DOCUMENT:
Early on, Chait points out the media’s resistance to the ideological storyline: “To the Washington establishment, the suggestion that conservatives essentially want to do away with Social Security is something close to a lunatic conspiracy theory. When a guest on ‘Meet the Press’ suggested as much, Tim Russert replied incredulously, “So you’re suggesting that private personal accounts are a secret plan to get rid of Social Security?”

But, as Chait argues, this “secret plan” has been an explicit goal of many conservatives for a long, long time. And it’s this goal that leads Chait to conclude, “There will be plenty of time in the future for shoring up Social Security or adding spiffy new savings vehicles. In the meantime, the crown jewel of the New Deal faces an existential threat. Defeating that threat is the task to which we must presently address ourselves.”

For the counter-argument, TNR tapped Gregory Mankiw, former chairman of President Bush’s Council of Economic Advisers and Harvard University economics professor.

SOURCE DATA:
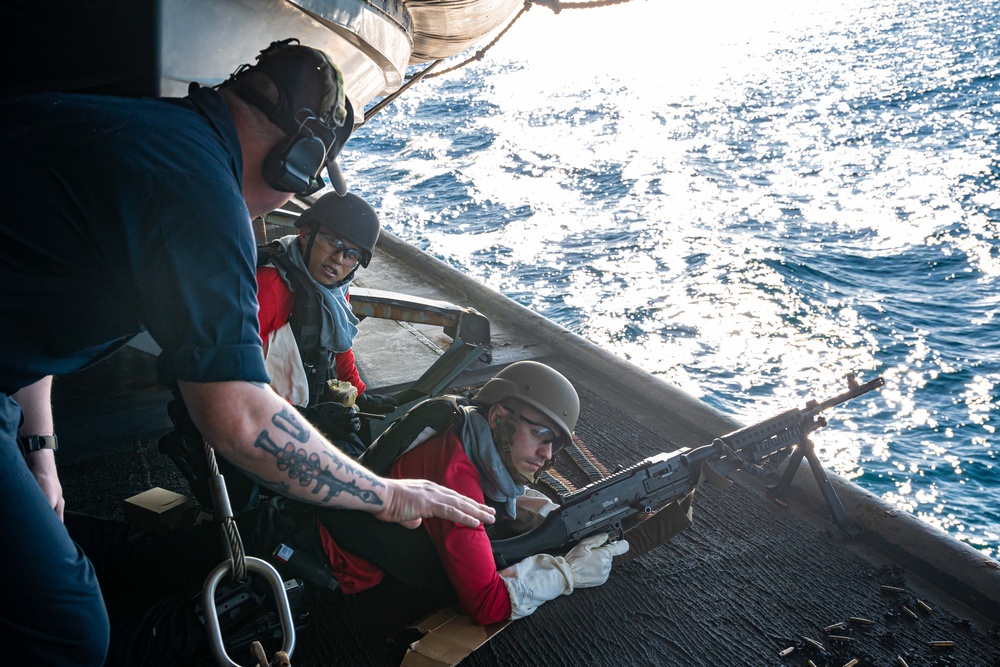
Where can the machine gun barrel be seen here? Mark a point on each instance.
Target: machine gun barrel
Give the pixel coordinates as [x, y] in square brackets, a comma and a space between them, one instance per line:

REQUESTS:
[a] Write out the Social Security passage from "For the counter-argument, TNR" up to and including "University economics professor.".
[b] In the Social Security passage, whom did TNR tap for the counter-argument?
[c] Decide whether each statement agrees with the Social Security passage: (i) Chait argues that the "secret plan" has long been an open goal of many conservatives. (ii) Gregory Mankiw is described as an economics professor at Yale. (iii) Chait calls Social Security the crown jewel of the New Deal.

TASK SOLUTIONS:
[a]
For the counter-argument, TNR tapped Gregory Mankiw, former chairman of President Bush’s Council of Economic Advisers and Harvard University economics professor.

[b] Gregory Mankiw, former chairman of President Bush’s Council of Economic Advisers and Harvard University economics professor.

[c]
(i) Yes: "has been an explicit goal of many conservatives for a long, long time"
(ii) No: "Harvard University economics professor"
(iii) Yes: "the crown jewel of the New Deal faces an existential threat"